━━ EXCERPTED DATA
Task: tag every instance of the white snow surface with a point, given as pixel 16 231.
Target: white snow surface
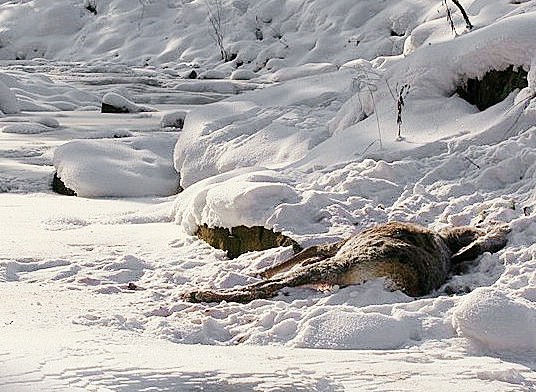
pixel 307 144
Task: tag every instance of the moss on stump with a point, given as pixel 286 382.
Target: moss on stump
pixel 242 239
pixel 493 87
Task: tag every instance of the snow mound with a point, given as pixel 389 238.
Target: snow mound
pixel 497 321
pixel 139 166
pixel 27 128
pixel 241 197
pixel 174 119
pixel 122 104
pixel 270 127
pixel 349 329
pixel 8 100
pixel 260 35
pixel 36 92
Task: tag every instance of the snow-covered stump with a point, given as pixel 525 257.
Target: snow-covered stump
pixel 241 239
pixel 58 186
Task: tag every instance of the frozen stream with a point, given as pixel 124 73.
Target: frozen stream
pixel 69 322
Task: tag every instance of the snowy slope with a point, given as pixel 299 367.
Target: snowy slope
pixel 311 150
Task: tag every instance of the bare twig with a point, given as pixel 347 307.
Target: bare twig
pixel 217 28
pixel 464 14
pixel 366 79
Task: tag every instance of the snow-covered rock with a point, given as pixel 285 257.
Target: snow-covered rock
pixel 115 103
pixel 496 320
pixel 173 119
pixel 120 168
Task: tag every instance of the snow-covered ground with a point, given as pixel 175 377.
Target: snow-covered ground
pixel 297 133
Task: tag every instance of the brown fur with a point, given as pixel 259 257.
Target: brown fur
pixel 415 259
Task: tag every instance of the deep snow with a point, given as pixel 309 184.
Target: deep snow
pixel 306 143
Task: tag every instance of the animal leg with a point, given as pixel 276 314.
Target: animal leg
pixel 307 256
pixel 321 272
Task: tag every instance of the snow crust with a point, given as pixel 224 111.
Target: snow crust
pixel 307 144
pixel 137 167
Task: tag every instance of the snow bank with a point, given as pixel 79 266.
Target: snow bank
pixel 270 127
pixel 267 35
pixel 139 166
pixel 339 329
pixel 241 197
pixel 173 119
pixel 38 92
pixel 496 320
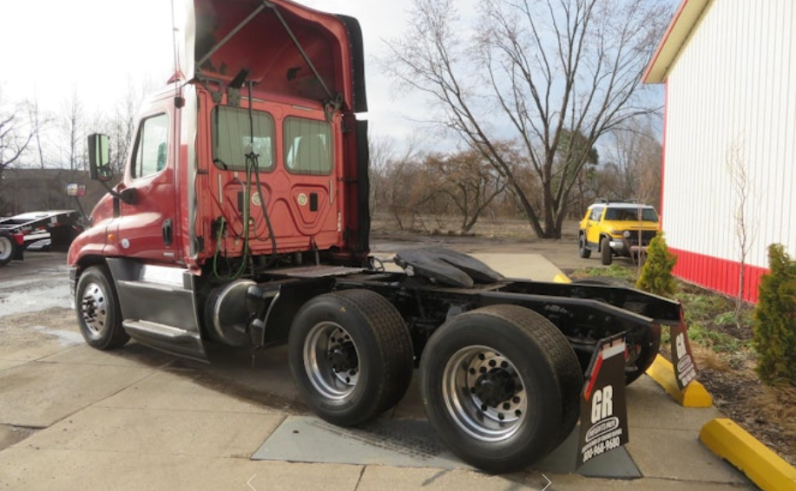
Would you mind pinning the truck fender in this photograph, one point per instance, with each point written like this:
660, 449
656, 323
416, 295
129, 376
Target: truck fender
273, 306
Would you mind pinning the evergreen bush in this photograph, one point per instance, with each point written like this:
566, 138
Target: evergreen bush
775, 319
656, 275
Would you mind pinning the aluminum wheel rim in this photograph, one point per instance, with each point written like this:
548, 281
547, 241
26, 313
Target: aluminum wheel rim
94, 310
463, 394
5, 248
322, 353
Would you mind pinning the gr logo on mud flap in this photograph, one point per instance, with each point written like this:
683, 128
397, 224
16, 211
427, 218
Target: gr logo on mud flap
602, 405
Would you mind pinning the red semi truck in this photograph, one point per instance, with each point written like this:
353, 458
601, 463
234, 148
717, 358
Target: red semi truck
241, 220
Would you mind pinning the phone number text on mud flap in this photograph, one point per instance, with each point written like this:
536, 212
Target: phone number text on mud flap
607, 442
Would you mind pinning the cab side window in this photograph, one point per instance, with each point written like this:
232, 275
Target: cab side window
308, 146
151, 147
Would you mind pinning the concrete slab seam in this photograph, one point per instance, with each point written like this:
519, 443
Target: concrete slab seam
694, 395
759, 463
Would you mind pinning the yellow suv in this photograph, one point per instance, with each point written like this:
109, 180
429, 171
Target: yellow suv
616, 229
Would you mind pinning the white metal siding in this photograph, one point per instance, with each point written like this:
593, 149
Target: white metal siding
━━━━
━━ EXCERPTED DATA
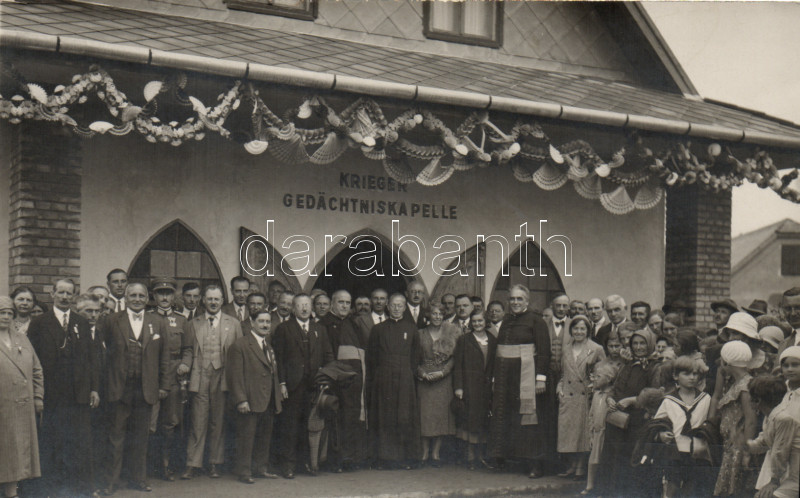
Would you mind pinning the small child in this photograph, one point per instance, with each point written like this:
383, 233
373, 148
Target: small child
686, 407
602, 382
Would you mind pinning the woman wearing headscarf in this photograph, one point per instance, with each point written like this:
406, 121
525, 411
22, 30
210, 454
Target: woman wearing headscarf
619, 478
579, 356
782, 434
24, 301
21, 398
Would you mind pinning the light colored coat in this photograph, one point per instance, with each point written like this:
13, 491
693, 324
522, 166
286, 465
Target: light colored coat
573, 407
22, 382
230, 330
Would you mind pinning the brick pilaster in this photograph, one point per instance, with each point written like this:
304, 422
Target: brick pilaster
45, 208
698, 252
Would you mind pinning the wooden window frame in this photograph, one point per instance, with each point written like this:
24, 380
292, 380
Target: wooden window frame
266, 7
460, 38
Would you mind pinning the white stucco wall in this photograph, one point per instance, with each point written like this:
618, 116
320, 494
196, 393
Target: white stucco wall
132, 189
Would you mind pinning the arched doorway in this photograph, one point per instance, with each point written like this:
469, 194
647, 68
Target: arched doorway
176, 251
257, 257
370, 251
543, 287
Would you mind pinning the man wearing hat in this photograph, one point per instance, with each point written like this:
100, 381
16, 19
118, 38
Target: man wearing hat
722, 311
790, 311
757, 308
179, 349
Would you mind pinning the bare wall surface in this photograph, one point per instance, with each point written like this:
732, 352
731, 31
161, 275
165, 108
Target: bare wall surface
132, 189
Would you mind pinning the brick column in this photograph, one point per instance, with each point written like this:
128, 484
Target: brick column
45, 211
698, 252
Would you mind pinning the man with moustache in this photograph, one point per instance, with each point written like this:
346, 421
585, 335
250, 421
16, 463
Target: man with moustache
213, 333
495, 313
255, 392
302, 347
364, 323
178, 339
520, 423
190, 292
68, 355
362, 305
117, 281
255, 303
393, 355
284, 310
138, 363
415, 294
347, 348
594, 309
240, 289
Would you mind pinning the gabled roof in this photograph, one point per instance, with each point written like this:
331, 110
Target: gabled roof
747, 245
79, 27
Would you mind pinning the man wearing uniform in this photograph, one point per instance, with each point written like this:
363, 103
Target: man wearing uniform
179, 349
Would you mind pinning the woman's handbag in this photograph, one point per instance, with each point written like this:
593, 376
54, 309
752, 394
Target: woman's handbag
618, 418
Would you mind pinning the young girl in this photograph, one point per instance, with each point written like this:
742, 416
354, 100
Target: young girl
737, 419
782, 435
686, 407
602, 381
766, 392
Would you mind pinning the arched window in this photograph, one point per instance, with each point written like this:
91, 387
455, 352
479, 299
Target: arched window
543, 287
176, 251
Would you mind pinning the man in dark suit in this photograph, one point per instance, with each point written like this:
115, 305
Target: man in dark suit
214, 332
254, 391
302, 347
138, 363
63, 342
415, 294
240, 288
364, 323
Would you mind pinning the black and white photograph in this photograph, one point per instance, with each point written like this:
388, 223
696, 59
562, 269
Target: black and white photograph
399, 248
━━━━
#### EXERCISE BRIEF:
Please filter the entries above down to the lines holding "metal" and copy them.

#### WRITTEN REPLY:
Would you mind pinning the white metal siding in this photograph, one point per instance, with each point written like this:
Target: white metal siding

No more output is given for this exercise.